> _WORK TO BE COMPLETED_: Duplicate the lines running from the start of the records through the line containing "point(120, 442)", including both ends. Leave the pictures out of your copy.

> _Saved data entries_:
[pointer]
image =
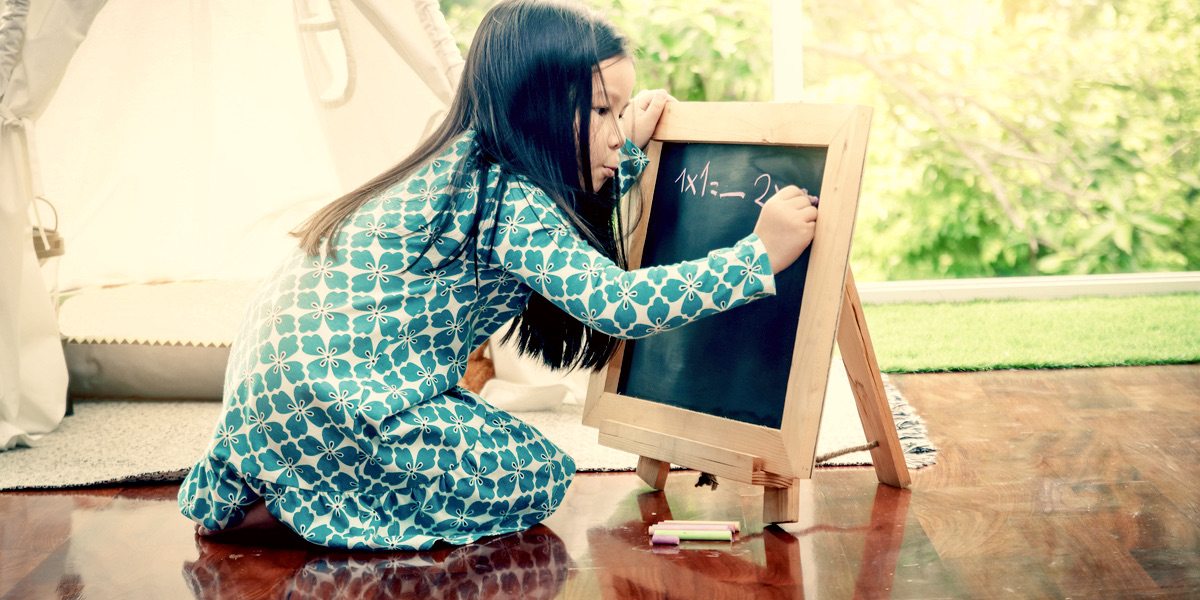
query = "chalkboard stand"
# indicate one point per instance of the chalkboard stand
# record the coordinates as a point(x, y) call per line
point(775, 457)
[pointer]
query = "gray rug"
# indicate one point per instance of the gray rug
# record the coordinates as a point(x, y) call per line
point(120, 442)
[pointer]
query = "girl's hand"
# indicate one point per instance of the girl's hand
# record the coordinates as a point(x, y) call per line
point(786, 226)
point(647, 108)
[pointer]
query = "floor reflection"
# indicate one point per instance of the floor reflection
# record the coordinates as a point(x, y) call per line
point(529, 564)
point(768, 563)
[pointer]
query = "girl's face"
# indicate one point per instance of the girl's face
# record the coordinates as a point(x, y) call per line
point(612, 87)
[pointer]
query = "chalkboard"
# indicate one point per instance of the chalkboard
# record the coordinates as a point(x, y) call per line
point(735, 364)
point(739, 395)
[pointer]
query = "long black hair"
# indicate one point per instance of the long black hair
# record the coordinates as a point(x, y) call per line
point(527, 94)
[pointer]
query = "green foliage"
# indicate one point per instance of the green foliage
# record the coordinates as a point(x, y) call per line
point(1050, 137)
point(1009, 138)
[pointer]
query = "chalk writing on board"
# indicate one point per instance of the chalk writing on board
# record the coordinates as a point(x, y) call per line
point(688, 184)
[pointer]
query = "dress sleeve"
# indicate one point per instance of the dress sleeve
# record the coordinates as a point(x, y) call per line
point(535, 244)
point(633, 162)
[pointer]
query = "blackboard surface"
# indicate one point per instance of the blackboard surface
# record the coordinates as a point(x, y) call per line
point(735, 364)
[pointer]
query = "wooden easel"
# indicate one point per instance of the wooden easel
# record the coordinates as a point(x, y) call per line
point(775, 459)
point(780, 497)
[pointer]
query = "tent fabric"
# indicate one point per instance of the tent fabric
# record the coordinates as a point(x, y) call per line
point(184, 141)
point(36, 43)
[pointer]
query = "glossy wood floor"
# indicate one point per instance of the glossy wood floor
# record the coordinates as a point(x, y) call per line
point(1049, 484)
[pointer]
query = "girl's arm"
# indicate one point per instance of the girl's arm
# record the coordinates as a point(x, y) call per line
point(538, 246)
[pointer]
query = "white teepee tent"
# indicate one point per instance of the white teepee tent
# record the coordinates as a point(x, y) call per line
point(181, 141)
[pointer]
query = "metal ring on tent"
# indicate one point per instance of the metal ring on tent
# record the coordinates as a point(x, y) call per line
point(47, 241)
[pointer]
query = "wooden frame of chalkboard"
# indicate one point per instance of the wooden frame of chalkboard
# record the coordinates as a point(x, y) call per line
point(775, 449)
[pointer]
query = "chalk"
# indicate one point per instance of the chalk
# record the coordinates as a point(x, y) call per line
point(694, 527)
point(732, 525)
point(691, 534)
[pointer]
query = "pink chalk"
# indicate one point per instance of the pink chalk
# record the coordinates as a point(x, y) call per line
point(691, 527)
point(733, 526)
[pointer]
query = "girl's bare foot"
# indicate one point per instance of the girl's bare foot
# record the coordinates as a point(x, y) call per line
point(257, 519)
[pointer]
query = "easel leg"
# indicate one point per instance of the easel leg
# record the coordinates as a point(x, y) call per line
point(781, 504)
point(874, 409)
point(653, 472)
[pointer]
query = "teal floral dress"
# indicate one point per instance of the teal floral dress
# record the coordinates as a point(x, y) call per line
point(341, 402)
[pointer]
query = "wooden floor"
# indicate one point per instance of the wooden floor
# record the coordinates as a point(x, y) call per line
point(1048, 484)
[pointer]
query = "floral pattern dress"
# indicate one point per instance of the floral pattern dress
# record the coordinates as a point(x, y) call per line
point(341, 403)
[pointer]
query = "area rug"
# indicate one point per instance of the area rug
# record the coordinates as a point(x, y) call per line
point(109, 442)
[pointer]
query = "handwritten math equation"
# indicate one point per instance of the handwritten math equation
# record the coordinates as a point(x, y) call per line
point(700, 184)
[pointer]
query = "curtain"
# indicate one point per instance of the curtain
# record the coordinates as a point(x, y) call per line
point(36, 43)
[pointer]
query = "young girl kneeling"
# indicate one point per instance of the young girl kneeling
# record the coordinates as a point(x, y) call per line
point(342, 417)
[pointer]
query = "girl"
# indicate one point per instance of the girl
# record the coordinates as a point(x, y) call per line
point(342, 419)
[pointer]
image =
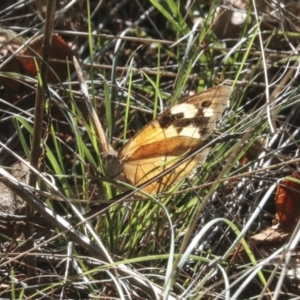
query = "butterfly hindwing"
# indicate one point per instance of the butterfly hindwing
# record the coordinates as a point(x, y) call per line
point(172, 135)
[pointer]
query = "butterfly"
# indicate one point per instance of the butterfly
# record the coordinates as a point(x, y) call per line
point(166, 140)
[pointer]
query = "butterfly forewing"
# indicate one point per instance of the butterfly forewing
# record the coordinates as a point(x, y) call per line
point(172, 135)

> _TASK SOLUTION_:
[pointer]
image =
query = "chalkboard stand"
# indicate one point per instance of the chalkboard stand
# record the coordinates as a point(x, y) call per line
point(775, 457)
[pointer]
query = "gray rug"
# indicate one point per instance of the gray rug
# record the coordinates as a point(x, y) call per line
point(120, 442)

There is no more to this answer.